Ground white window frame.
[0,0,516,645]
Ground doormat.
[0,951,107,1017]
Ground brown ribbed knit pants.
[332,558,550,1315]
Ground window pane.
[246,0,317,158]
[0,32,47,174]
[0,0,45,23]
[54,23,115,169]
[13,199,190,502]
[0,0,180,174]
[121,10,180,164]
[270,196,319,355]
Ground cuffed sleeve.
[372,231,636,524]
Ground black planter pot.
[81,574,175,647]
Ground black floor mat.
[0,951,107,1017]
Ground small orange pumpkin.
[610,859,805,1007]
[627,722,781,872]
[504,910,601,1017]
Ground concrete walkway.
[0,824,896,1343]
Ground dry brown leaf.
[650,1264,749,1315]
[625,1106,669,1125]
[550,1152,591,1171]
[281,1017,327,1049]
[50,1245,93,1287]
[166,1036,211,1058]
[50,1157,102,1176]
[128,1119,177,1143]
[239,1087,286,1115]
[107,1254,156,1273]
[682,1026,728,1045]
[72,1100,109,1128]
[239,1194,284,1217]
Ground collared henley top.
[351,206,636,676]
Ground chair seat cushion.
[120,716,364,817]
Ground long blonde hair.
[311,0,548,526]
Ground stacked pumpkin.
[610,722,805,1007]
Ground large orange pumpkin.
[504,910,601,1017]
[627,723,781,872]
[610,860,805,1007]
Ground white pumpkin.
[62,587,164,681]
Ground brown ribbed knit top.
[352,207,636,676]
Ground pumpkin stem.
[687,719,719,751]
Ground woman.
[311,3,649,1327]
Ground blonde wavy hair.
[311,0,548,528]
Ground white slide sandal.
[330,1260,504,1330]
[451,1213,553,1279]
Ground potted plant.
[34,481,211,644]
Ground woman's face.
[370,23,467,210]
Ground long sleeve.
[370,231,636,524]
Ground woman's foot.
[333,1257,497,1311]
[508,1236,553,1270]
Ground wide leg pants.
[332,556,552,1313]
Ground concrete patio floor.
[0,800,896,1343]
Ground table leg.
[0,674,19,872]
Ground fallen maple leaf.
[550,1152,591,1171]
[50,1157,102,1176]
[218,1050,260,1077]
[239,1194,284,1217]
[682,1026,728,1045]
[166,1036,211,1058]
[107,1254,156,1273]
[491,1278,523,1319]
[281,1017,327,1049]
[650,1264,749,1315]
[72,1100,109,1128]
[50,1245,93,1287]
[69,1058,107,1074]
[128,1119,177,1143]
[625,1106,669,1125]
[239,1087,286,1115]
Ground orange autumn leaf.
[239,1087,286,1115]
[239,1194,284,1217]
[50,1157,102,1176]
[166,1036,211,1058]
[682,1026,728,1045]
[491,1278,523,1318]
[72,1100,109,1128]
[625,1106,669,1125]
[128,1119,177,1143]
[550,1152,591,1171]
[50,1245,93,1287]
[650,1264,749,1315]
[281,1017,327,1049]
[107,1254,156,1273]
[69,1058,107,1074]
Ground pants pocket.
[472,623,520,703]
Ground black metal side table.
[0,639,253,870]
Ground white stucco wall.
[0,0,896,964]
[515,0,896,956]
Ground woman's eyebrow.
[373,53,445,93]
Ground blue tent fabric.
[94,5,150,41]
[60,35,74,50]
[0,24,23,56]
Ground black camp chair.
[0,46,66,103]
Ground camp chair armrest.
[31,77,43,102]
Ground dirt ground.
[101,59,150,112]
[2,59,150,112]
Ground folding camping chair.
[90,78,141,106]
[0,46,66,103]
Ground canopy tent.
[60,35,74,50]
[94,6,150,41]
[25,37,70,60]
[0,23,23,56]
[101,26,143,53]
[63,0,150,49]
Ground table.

EXERCISE PROMPT ▸ Format all of the data above as a numbered list, leaving out any blank lines.

PROBLEM SOLUTION ▸
1. Ground white window frame.
2. [0,0,516,645]
3. Ground doormat.
4. [0,951,107,1017]
5. Ground brown ribbed knit pants.
6. [332,558,550,1315]
7. Ground window pane.
8. [246,0,317,158]
9. [0,32,47,174]
10. [0,0,45,23]
11. [54,23,115,169]
12. [13,199,190,502]
13. [0,0,180,174]
14. [121,10,180,164]
15. [270,196,319,355]
16. Ground cuffed sleeve.
17. [372,231,636,524]
18. Ground black planter pot.
19. [81,574,175,647]
20. Ground black floor mat.
21. [0,951,107,1017]
22. Ground small orange pumpkin.
23. [610,859,805,1007]
24. [627,722,781,872]
25. [504,910,601,1017]
26. Ground concrete walkway.
27. [0,824,896,1343]
28. Ground dry brown leaf.
29. [650,1264,749,1315]
30. [625,1106,669,1125]
31. [550,1152,591,1171]
32. [281,1017,327,1049]
33. [50,1245,93,1287]
34. [166,1036,211,1058]
35. [50,1157,102,1176]
36. [128,1119,177,1143]
37. [239,1087,286,1115]
38. [107,1254,156,1273]
39. [682,1026,728,1045]
40. [72,1100,109,1128]
41. [239,1194,284,1217]
42. Ground collared henley top.
43. [351,206,636,676]
44. Ground chair seat cushion.
45. [120,716,364,817]
46. Ground long blonde hair.
47. [311,0,548,526]
48. Ground stacked pumpkin.
49. [610,722,805,1007]
50. Ground large orange pumpkin.
51. [504,910,601,1017]
52. [627,723,781,872]
53. [610,860,805,1007]
54. Ground white pumpkin.
55. [62,587,164,681]
56. Ground brown ribbed knit top.
57. [352,207,636,676]
58. Ground pumpkin stem.
59. [687,719,719,751]
60. Ground woman.
61. [311,3,649,1327]
62. Ground blonde wavy hair.
63. [311,0,548,528]
64. Ground white slide sandal.
65. [330,1260,504,1330]
66. [451,1213,553,1279]
67. Ground potted plant.
68. [34,481,211,644]
69. Ground woman's face.
70. [370,23,467,210]
71. Ground long sleeve.
72. [370,231,636,524]
73. Ground woman's foot.
74. [333,1257,497,1311]
75. [508,1236,553,1270]
76. Ground wide leg pants.
77. [332,556,552,1313]
78. Ground concrete patio floor.
79. [0,800,896,1343]
80. Ground table leg.
81. [0,674,19,872]
82. Ground fallen maple leaf.
83. [550,1152,591,1171]
84. [50,1157,102,1176]
85. [218,1050,260,1077]
86. [239,1194,284,1217]
87. [682,1026,728,1045]
88. [166,1036,211,1058]
89. [107,1254,156,1273]
90. [491,1278,523,1319]
91. [281,1017,327,1049]
92. [650,1264,749,1315]
93. [72,1100,109,1128]
94. [50,1245,93,1287]
95. [69,1058,107,1074]
96. [128,1119,177,1143]
97. [625,1106,669,1125]
98. [239,1087,286,1115]
99. Ground orange autumn leaf.
100. [239,1087,286,1115]
101. [239,1194,284,1217]
102. [50,1157,102,1176]
103. [166,1036,211,1058]
104. [682,1026,728,1045]
105. [491,1278,523,1318]
106. [72,1100,109,1128]
107. [625,1106,669,1125]
108. [128,1119,177,1143]
109. [550,1152,591,1171]
110. [50,1245,93,1287]
111. [650,1264,749,1315]
112. [281,1017,327,1049]
113. [107,1254,156,1273]
114. [69,1058,107,1074]
115. Ground pants pocket.
116. [472,623,520,703]
117. Ground black metal side table.
118. [0,639,253,870]
119. Ground white stucco wall.
120. [0,0,896,964]
121. [515,0,896,956]
122. Ground woman's eyebrow.
123. [373,53,445,93]
124. Ground blue tent fabric.
125. [94,5,150,41]
126. [60,35,74,50]
127. [0,24,23,56]
128. Ground black camp chair.
129. [0,46,66,103]
130. Ground camp chair armrest.
131. [31,77,43,102]
132. Ground dirt ground.
133. [101,59,150,112]
134. [2,59,150,112]
135. Ground folding camping chair.
136. [90,78,141,106]
137. [0,46,66,103]
138. Ground canopy tent.
139. [60,35,74,50]
140. [94,6,150,41]
141. [25,37,70,60]
142. [0,23,23,56]
143. [101,26,143,53]
144. [63,0,150,49]
145. Ground table.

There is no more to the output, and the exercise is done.